Exactly as they appear, copy the lines of the listing from the one containing "Would you point out the dog's snout" through the final line, both included, and nothing else.

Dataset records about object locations
━━━
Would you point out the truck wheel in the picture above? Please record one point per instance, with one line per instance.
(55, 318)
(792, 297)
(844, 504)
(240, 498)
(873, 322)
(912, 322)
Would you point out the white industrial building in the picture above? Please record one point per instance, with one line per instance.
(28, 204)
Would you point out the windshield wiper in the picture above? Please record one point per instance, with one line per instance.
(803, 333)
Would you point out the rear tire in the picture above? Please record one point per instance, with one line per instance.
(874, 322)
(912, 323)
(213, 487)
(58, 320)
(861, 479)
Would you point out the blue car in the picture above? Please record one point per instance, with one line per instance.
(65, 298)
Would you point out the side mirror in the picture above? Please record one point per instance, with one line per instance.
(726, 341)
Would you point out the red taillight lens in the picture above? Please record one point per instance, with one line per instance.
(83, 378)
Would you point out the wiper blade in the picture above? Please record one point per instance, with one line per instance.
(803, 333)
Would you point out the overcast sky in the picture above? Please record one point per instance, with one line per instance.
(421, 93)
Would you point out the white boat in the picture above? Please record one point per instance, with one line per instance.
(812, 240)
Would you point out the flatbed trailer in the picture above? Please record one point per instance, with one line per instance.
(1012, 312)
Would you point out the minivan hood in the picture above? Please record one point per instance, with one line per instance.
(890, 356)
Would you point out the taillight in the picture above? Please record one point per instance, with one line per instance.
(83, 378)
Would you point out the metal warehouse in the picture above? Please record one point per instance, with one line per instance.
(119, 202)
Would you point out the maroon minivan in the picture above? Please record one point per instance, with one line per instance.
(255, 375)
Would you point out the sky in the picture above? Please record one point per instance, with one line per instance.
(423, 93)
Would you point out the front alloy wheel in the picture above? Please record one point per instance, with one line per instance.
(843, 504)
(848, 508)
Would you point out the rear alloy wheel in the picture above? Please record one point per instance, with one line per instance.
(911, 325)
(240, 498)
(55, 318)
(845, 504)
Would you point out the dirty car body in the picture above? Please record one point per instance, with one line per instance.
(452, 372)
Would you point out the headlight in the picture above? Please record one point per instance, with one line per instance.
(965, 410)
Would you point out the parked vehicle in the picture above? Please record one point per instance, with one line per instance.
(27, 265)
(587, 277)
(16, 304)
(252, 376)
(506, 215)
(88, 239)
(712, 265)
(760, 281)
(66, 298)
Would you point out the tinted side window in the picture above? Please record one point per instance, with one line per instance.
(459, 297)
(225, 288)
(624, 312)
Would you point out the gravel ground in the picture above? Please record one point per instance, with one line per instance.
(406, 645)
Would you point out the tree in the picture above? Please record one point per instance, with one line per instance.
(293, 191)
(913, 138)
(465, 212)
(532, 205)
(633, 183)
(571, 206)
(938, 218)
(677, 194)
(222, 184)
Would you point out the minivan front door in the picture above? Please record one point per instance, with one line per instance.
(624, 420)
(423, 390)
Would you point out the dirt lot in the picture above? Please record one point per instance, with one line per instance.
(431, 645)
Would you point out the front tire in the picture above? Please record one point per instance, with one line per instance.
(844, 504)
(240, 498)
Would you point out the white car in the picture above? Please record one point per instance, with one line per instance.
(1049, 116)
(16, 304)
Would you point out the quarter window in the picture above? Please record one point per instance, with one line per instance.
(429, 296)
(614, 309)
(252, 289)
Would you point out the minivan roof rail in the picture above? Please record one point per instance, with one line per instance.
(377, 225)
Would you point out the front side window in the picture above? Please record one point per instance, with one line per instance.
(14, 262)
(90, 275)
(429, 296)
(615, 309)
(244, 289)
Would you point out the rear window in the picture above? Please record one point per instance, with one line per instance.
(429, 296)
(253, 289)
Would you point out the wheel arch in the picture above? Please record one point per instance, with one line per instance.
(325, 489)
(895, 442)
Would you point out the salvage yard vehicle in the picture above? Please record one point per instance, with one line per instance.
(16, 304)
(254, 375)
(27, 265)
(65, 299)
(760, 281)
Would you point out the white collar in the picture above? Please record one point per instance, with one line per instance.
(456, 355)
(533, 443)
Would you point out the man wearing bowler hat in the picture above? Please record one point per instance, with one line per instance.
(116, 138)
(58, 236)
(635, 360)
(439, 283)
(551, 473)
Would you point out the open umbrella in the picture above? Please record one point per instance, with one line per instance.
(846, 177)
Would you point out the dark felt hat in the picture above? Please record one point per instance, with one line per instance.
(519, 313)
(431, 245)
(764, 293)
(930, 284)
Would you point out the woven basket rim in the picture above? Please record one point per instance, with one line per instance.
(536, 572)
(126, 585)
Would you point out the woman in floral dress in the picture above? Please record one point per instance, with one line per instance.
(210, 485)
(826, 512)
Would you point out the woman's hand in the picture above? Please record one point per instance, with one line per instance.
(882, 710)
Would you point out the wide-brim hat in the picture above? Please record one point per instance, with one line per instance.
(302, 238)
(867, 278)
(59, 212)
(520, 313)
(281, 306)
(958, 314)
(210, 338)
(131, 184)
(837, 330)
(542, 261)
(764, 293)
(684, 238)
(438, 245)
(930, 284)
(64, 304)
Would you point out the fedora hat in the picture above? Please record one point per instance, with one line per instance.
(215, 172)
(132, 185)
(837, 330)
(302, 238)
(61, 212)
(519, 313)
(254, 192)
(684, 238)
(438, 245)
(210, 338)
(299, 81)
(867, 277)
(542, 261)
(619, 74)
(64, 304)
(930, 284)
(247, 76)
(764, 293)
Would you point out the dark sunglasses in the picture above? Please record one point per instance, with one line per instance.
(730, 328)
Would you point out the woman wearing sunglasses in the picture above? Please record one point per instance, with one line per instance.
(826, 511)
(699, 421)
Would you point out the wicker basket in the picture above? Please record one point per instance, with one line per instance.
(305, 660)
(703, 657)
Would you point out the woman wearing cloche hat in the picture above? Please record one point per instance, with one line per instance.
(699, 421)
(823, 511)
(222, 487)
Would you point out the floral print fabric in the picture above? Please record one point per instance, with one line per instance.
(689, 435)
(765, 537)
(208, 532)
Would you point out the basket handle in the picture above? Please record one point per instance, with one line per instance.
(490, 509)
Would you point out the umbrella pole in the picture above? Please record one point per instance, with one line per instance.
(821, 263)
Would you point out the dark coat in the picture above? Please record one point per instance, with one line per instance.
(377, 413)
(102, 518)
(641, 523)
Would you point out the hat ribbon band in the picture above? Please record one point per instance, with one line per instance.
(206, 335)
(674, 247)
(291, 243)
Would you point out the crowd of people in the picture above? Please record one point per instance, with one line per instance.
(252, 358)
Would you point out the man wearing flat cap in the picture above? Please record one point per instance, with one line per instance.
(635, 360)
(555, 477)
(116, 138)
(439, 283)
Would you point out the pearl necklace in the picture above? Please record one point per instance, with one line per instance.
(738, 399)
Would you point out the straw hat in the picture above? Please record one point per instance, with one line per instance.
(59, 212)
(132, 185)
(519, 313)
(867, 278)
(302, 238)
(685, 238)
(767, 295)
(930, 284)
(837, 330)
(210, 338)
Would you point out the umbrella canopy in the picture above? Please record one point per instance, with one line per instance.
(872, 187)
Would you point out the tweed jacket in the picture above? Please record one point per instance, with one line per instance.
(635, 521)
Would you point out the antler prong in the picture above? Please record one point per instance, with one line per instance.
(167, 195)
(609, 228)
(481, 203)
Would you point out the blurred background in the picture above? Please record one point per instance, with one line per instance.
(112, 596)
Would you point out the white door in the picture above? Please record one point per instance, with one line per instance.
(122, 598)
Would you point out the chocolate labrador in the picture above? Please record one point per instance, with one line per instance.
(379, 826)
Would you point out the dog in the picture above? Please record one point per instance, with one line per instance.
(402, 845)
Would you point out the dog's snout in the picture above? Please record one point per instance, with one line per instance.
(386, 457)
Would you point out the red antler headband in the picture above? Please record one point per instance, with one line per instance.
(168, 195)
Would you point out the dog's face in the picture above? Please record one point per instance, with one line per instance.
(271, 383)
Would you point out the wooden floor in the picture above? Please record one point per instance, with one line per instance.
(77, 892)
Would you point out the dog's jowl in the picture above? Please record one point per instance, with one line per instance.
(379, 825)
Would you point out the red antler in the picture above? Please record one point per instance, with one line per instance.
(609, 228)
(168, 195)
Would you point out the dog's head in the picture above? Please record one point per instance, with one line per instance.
━━━
EXPECTED OUTPUT:
Would you point out the dog's snout in the picture above? Please record one point per instance, with one line per instance.
(386, 457)
Would you point out the red antler headband in the picture above? Please record one point per instance, with one line per instance.
(168, 195)
Would you point out the dog's face in the picture above? Please record one point per instance, with one line per instance.
(271, 383)
Would you point out the wooden floor in the picture above? Please record one point per instance, with one line per instance.
(77, 892)
Would you point out the dog's jowl in the picture above? Please record one point per instance, with one line per instance.
(379, 825)
Would you point out the red antler in the picture above? Please record one point per instance, with one line per instance.
(609, 228)
(168, 195)
Would you point out the dog's head in the picture above? Please record one point per instance, with one line per instance.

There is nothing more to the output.